#### What to work on
The records below are to be returned word for word, with pictures left out.

#### Material for the task
BEGIN

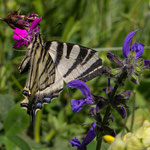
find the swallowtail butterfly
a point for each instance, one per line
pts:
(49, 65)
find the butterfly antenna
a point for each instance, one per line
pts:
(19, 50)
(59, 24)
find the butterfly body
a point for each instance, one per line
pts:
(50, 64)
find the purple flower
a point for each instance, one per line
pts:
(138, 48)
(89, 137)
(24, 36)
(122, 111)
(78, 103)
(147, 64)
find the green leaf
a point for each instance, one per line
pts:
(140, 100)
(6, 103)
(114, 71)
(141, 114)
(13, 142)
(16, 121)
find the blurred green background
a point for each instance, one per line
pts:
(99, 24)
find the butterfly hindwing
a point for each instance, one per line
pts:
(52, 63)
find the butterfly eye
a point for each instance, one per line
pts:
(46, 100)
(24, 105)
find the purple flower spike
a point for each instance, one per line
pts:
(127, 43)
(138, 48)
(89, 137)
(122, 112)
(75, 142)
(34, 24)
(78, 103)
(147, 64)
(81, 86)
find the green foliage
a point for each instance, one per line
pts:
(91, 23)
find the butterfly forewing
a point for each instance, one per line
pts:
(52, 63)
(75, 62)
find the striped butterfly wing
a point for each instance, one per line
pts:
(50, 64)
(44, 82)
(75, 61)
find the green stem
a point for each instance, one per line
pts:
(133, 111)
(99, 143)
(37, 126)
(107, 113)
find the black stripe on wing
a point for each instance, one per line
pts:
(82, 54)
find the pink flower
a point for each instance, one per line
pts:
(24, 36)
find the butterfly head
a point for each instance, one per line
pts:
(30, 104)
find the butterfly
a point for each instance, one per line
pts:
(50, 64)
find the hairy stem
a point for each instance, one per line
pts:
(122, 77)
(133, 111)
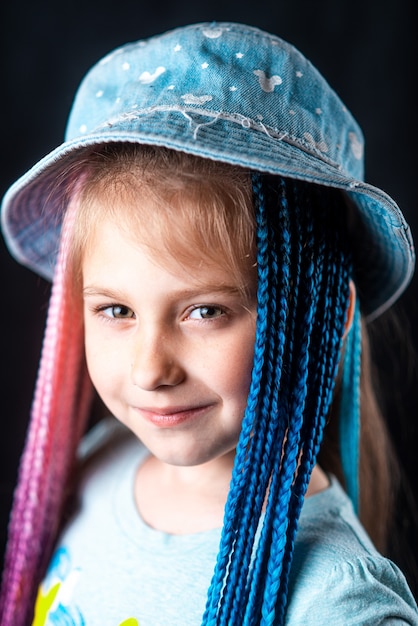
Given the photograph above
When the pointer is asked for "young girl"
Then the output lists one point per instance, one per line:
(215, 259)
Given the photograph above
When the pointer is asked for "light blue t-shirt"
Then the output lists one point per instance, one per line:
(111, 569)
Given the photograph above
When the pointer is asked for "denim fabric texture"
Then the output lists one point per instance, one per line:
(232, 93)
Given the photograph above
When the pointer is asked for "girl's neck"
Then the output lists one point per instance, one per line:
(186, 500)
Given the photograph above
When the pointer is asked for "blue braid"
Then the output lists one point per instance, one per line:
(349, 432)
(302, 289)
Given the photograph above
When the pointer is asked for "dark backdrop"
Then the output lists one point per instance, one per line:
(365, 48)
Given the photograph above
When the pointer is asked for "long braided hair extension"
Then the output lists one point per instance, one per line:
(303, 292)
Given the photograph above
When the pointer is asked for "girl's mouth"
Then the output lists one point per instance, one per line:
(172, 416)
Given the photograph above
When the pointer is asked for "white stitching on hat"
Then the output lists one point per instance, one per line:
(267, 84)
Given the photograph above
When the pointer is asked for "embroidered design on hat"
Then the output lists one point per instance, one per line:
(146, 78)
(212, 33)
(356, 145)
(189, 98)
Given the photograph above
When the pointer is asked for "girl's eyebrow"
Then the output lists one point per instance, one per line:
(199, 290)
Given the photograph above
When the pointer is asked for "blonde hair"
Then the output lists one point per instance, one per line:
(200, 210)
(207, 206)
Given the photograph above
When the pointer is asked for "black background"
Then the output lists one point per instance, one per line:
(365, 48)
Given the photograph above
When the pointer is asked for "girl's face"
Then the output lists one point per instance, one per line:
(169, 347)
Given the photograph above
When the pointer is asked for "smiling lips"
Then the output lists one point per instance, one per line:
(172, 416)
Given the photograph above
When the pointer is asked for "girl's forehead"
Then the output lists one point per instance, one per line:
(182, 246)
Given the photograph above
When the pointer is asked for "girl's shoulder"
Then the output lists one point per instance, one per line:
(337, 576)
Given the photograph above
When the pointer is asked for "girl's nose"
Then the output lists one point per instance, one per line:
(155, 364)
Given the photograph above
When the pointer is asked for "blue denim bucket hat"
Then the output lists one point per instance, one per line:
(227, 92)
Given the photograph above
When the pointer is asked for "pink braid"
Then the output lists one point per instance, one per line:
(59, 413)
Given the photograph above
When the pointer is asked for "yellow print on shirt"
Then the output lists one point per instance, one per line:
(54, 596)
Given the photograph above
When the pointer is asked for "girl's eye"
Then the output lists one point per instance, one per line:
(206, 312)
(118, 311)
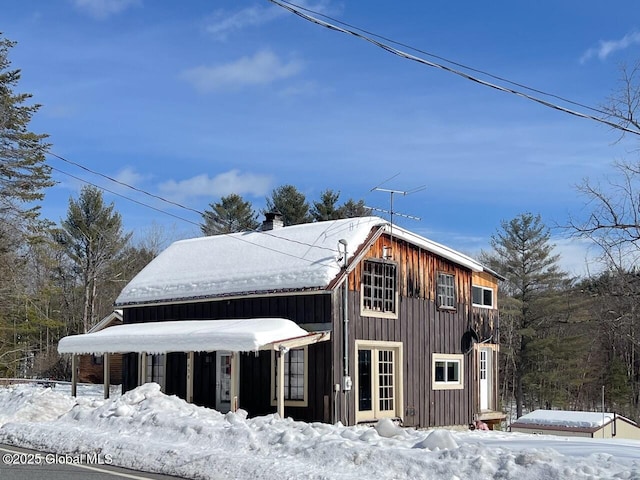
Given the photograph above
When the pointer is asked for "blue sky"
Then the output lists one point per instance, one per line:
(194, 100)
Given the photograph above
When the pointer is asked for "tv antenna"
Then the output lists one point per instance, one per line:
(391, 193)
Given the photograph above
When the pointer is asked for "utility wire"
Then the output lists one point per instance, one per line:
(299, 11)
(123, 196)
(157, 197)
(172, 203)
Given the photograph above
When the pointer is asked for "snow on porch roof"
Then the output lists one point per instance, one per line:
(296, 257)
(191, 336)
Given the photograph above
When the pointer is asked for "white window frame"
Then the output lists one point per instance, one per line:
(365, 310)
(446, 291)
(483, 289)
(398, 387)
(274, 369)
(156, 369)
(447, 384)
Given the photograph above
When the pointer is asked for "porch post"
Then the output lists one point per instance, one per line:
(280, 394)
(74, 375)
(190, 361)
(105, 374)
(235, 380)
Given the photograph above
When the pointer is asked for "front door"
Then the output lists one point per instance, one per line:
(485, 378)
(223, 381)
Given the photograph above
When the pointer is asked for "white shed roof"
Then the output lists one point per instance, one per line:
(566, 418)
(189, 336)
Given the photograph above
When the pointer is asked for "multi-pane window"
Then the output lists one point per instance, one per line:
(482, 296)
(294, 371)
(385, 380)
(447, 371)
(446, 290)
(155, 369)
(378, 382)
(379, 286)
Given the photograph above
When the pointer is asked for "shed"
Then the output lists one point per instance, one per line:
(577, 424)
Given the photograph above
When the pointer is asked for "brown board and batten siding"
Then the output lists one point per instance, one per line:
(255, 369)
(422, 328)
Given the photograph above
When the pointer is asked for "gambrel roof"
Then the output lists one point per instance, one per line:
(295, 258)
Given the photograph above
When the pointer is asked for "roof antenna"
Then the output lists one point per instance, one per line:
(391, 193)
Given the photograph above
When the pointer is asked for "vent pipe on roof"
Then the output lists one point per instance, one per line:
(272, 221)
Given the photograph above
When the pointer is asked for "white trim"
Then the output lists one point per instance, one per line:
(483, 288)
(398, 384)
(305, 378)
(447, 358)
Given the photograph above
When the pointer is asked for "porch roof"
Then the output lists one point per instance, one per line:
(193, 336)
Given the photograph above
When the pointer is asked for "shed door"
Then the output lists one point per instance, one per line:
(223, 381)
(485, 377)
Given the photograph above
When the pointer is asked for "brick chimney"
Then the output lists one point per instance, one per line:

END

#### Response for this exercise
find the swallowtail butterfly
a point for each instance, one per line
pts:
(49, 65)
find the butterfly antenna
a point for each instance, one per line
pts:
(19, 50)
(59, 24)
find the butterfly body
a point for each instance, one per line
pts:
(50, 64)
find the purple flower
a point for each instance, one per line
pts:
(138, 48)
(89, 137)
(24, 36)
(122, 111)
(78, 103)
(147, 64)
find the green leaf
a point for each instance, one per line
pts:
(140, 100)
(6, 103)
(114, 71)
(141, 114)
(13, 142)
(16, 121)
find the blurred green background
a point for each instance, one per line
pts:
(99, 24)
find the butterfly hindwing
a point for each instance, one per line
pts:
(52, 63)
find the butterfly eye
a point for each instance, one per line
pts:
(46, 100)
(24, 105)
find the purple flower spike
a point for each instance, one per line
pts:
(127, 43)
(138, 48)
(89, 137)
(122, 112)
(75, 142)
(34, 24)
(78, 103)
(147, 64)
(81, 86)
find the green foliage
a point for each instance, one per line
pts:
(91, 23)
find the butterfly forewing
a point for each instance, one per line
pts:
(52, 63)
(75, 62)
find the striped butterfly wing
a point for each instance, one per line
pts:
(50, 64)
(44, 82)
(75, 61)
find the green stem
a point for each instance, one per line
pts:
(133, 111)
(99, 143)
(37, 126)
(107, 113)
find the black stripe on wing
a point for each instance, one per line
pts:
(82, 54)
find the pink flower
a point for each instance, one per line
pts:
(24, 36)
find the butterfly head
a point for each instance, one per line
pts:
(30, 104)
find the butterfly
a point for each instance, one per line
pts:
(50, 64)
find the hairy stem
a point for each instance, one per line
pts:
(122, 77)
(133, 111)
Given the photograph above
When the pointer is asked for "young girl"
Then the output lists one point per instance, one per line:
(215, 259)
Given the photograph above
When the pointer is asked for "light blue t-shirt"
Then the output lists one point per instance, one per line:
(111, 569)
Given the photograph above
When the pointer is asked for "denim fabric texture"
Then the output lists one point per instance, one per line:
(232, 93)
Given the photograph above
When the pointer is asked for "girl's neck"
Then the output lists one point per instance, one per line:
(186, 500)
Given the photograph above
When the pointer is asked for "blue braid"
Then the output lists one point per instance, one per line:
(349, 432)
(302, 289)
Given the photograph above
When the pointer is asked for "dark backdrop"
Then the output lists one point per instance, one per line:
(365, 48)
Given the photograph above
When the pointer is asked for "long braided hair extension"
Then the output lists one point per instance, one per line:
(303, 292)
Given the photograph above
When the pointer is asked for "girl's mouth"
Then the output lists one point per instance, one per line:
(172, 416)
Given the photograph above
When the pointer is asked for "white stitching on hat"
Then the output lists one point per instance, one per line:
(267, 84)
Given the photograph above
When the pointer is asked for "embroidered design on hat"
Then the output lists one point per instance, one per line:
(146, 78)
(212, 33)
(356, 145)
(189, 98)
Given the photograph above
When the pointer is asked for "girl's eyebrow"
Then the output lists one point per instance, one per line:
(199, 290)
Given the photograph above
When the pointer is asked for "blonde hair"
Then the output lists one point per instance, one per line:
(200, 210)
(207, 206)
Given the photograph above
When the pointer is asked for "black background"
Then the output lists one point per instance, one per line:
(365, 48)
Given the photograph above
When the pointer is asked for "girl's face"
Then the output lists one point per instance, one per line:
(169, 347)
Given the photograph above
When the pointer is asked for "smiling lips"
Then the output lists one point per instance, one per line:
(172, 416)
Given the photograph above
When the pointer is asked for "girl's forehead"
Then the output lists one point per instance, one per line:
(182, 246)
Given the photograph above
When the pointer is asked for "girl's shoulder"
Then the output lists one point per instance, one per line:
(337, 576)
Given the photograph above
When the pointer is asked for "girl's nose"
Then the output lists one point per instance, one per line:
(155, 364)
Given the photograph above
When the pointer is asked for "blue denim bucket hat"
Then the output lists one point per instance, one per line:
(227, 92)
Given the photograph above
When the pointer is asked for "pink braid"
Then the output lists one point per instance, one per line:
(59, 413)
Given the photograph above
When the pointer is asked for "yellow print on shirt"
Then the output lists one point per instance, one per line:
(54, 596)
Given the photograph above
When the pointer is asked for "girl's eye"
Then the output lists one point per instance, one per line:
(206, 312)
(118, 311)
Given the photograph above
When the pointer is asked for "blue sky"
Then the output lists one point per instance, one per line:
(194, 100)
Given the photograph above
When the pointer is asked for "tv antenna"
Then the output lists one point per instance, one per line:
(391, 193)
Given the photograph above
When the pointer is asked for "utility wire"
Then the output lists one point per instance, one per line:
(299, 11)
(123, 196)
(157, 197)
(172, 203)
Given the photograph above
When the pointer is asked for "snow on porch roof"
Then the output lists one point per instance, one per line:
(296, 257)
(191, 336)
Given the photograph above
When the pointer is asked for "white window frame"
Then the output lists one point per instance, one per line:
(365, 310)
(446, 291)
(483, 289)
(398, 387)
(274, 369)
(156, 369)
(447, 384)
Given the photograph above
When the pointer is asked for "porch post"
Then the output lists one point per instance, one per line:
(280, 394)
(74, 375)
(190, 361)
(105, 374)
(235, 380)
Given the photograph above
When the pointer is asked for "front door"
Then the output lists one point per instance, one per line:
(485, 378)
(223, 381)
Given the photograph above
When the pointer is asked for "white shed roof"
Then the output lists one point per instance, one per line:
(566, 418)
(189, 336)
Given the photograph above
When the pointer is asked for "multi-pane window"
Then the output lists one point per instance, one per line:
(482, 296)
(294, 371)
(385, 380)
(447, 371)
(446, 290)
(155, 369)
(378, 382)
(379, 286)
Given the photograph above
When the pointer is asked for "shed"
Then the output lists one point per instance, one per line:
(577, 424)
Given the photograph above
When the pointer is asked for "brown board and batten siding"
Then the output lists one point per instance, one per line:
(255, 369)
(422, 328)
Given the photograph above
When the pointer is asked for "gambrel roof"
Then the output lists one point per instance, one per line:
(295, 258)
Given the photograph above
When the pointer is asked for "roof antenna"
Then the output lists one point per instance, one per line:
(391, 193)
Given the photograph above
When the pointer is asked for "vent pipe on roof"
Then the output lists one point per instance, one per line:
(272, 221)
Given the photograph above
When the pointer is asked for "white trim"
Then the output lists one point per instance, one per line:
(483, 288)
(398, 384)
(305, 378)
(447, 358)
Given the photograph above
When the pointer is asked for "porch roof"
Then the output lists one point per instance, one per line:
(193, 336)
Given the photograph above
When the pointer is asked for "shed door"
Then the output lists one point per instance, one per line:
(223, 381)
(485, 377)
Given the photograph above
When the pointer is asked for "brick chimney"
Then the output lists one point per instance, one per line:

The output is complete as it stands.